_STATED GOAL A:_ Which insurance companies are named in the roofing text below?

_GIVEN TEXT:_
==========
Anyway, plywood wants to be wet so it will be set free. Here, we use metal edge to protect the fascia and plywood butt edge.
Older homes in Irving had three inch face metal edge but Allstate is not going to pay for that. Heck, they won't even pay for the smaller stuff so give up. They have been unbelievably cheap this year. They say the flashing aren't hail damaged so they won't pay for them. The roof and it's accompanying system need to be replaced as a unit and not piece mealed by cheap insurance companies. State Farm, Metropolitan, Farmers, and most others pay for every piece and part on a roof if you ask. Allstate won't.
Metal edge needs to be installed neatly band in a waterproof manner. Over the years I've come to believe that someone has a roofing manual, and not Manual the roofer, that states "banged up and twisted metal edge needs to be installed directly over the front door so the purchaser of the roof will not have a difficult time finding it." Diffy Cult Roofing went out of business years ago but some of their witchcraft and spells seem to still infest roofers. We got our shots.
==========
_STATED GOAL B:_ Which lines in the records below contain the string "creamy", with case counting? Find each one and copy it in full.

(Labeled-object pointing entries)
==========
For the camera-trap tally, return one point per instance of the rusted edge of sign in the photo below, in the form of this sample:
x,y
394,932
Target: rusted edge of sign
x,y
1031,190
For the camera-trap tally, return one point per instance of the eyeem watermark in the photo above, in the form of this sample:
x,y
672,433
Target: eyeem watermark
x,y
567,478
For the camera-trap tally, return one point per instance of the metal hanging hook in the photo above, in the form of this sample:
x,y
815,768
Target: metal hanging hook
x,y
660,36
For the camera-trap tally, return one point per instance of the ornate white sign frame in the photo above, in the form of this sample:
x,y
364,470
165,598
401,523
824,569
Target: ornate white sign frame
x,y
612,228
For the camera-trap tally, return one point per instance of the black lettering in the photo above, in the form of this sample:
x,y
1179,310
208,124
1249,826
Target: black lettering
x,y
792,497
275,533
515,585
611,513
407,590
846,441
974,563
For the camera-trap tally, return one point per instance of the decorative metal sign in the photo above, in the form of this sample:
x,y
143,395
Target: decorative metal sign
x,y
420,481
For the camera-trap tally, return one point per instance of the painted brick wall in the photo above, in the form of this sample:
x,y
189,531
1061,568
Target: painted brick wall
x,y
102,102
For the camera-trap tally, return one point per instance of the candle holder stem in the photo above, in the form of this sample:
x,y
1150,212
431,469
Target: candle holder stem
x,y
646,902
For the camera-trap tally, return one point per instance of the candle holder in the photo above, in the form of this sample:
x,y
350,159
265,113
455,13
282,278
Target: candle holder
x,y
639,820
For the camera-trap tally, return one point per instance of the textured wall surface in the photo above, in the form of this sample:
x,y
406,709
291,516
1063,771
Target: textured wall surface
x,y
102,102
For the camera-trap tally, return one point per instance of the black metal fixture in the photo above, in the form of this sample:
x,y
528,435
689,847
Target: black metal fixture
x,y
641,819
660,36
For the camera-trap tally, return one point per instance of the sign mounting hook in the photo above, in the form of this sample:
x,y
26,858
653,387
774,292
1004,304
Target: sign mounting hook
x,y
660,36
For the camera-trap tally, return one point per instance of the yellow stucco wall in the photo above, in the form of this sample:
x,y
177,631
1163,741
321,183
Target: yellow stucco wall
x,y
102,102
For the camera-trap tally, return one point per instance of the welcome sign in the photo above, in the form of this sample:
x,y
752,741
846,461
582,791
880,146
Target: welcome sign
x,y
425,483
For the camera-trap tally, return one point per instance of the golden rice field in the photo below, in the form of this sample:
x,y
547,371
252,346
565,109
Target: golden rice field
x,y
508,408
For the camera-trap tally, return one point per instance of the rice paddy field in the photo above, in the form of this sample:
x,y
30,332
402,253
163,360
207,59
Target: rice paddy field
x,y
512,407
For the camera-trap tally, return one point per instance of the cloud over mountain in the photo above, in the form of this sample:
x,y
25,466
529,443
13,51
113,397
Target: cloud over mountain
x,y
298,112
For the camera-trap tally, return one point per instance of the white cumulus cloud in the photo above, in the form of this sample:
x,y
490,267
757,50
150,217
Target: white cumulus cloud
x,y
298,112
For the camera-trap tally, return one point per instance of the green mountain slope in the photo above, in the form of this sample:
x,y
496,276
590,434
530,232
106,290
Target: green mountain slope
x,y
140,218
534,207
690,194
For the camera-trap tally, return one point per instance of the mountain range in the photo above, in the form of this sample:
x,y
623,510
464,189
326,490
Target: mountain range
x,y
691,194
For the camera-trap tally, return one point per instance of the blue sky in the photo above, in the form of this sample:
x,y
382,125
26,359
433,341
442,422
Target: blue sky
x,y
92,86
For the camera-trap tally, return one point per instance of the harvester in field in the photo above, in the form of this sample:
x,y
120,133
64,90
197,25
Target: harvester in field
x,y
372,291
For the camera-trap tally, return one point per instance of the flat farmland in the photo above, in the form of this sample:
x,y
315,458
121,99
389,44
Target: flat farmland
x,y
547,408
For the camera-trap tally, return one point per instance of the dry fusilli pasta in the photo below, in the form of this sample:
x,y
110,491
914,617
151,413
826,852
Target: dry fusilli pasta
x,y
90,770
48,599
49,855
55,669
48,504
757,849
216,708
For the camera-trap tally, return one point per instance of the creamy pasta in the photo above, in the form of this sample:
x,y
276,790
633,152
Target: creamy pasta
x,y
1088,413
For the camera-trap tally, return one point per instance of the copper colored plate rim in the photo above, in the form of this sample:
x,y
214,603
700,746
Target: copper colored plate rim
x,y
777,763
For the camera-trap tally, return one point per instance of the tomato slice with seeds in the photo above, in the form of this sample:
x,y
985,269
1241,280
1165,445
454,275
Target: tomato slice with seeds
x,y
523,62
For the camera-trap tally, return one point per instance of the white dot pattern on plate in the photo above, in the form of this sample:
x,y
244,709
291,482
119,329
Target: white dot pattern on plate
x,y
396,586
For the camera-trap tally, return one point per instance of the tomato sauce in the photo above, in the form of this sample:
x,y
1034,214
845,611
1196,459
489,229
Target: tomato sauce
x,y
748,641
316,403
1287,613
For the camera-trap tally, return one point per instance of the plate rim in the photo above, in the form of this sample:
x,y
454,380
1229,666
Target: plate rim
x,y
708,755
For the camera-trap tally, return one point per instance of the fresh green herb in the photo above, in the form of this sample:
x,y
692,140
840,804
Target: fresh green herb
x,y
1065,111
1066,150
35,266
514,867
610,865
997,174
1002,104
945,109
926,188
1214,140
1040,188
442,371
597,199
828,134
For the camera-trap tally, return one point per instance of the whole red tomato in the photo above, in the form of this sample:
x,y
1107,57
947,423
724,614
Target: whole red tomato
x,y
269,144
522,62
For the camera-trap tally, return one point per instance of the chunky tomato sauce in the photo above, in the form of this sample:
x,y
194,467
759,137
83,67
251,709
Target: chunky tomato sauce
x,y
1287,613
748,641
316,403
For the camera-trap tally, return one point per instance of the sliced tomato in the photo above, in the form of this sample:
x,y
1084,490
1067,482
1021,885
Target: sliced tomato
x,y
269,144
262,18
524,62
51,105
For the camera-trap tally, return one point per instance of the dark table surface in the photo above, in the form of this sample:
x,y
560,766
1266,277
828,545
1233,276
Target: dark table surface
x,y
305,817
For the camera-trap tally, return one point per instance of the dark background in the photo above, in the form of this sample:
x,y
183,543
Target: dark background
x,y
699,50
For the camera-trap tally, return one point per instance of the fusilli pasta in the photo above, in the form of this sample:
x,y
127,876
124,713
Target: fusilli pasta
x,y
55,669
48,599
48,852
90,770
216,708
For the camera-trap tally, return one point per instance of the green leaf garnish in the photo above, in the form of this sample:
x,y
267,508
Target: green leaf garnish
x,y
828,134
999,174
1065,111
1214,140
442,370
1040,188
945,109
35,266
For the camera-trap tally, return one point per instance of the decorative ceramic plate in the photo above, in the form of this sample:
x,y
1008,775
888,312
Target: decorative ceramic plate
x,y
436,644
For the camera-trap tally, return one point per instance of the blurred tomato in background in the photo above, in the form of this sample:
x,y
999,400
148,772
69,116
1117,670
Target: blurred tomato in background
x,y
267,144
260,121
==========
_CORRECT RESULT A:_ Allstate, State Farm, Metropolitan, Farmers

_CORRECT RESULT B:_
For the camera-trap tally, return one point per instance of the creamy pasta in the photo above, in the form of this sample:
Target: creamy pasta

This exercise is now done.